### Data excerpts

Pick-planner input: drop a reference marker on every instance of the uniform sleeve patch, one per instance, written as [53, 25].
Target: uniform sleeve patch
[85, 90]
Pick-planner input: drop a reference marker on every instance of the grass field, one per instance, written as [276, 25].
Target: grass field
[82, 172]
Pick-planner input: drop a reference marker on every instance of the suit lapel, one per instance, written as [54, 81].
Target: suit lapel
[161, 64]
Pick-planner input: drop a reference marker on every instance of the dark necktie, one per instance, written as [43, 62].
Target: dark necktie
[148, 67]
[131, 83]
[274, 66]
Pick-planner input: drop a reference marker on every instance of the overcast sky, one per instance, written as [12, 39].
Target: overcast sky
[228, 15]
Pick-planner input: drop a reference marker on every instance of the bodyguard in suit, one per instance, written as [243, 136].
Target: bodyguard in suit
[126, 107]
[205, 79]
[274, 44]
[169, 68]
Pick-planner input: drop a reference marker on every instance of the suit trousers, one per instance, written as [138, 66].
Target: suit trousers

######
### Data excerpts

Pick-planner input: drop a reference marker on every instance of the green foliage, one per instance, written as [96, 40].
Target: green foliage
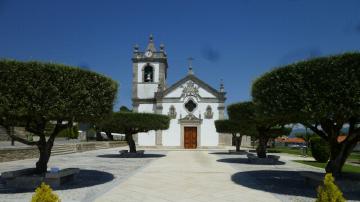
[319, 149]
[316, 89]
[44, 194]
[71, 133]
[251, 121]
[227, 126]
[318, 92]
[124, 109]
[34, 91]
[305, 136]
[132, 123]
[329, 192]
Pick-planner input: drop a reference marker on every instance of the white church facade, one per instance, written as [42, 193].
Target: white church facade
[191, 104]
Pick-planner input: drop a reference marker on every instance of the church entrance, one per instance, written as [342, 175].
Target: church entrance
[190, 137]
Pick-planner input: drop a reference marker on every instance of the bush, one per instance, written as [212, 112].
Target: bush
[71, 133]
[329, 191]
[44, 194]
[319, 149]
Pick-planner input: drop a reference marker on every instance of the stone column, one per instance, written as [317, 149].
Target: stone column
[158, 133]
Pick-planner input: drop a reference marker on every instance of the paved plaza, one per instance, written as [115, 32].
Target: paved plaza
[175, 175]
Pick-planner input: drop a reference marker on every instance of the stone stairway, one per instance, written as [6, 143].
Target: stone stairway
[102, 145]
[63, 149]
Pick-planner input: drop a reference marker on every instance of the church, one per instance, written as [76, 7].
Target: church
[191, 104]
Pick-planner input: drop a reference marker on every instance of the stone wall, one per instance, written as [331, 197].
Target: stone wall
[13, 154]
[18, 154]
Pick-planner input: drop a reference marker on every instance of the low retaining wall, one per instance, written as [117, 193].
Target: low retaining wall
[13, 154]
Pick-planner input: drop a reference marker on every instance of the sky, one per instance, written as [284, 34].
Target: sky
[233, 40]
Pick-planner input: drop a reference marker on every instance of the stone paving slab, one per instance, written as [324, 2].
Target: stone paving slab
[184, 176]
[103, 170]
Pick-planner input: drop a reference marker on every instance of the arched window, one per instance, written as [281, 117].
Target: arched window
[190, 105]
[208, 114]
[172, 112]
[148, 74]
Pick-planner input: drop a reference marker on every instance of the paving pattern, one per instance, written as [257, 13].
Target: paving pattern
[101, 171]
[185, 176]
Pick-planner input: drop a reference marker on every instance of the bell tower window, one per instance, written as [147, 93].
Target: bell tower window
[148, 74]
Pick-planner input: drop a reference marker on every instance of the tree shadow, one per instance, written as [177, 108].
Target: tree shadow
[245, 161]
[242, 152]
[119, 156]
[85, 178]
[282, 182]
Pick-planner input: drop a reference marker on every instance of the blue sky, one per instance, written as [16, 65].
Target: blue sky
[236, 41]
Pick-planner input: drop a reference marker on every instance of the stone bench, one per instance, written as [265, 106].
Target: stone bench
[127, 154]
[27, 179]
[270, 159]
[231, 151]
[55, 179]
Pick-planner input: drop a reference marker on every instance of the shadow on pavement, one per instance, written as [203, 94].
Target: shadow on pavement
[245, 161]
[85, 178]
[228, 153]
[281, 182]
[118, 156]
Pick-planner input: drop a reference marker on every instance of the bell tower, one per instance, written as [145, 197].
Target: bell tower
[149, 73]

######
### Data excerpts

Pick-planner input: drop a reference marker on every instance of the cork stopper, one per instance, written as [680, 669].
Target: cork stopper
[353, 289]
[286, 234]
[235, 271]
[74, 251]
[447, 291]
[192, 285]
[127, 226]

######

◆ Problem to solve
State how many lines of the entries above contain the word "bell". Give only the number.

◆ Exercise response
4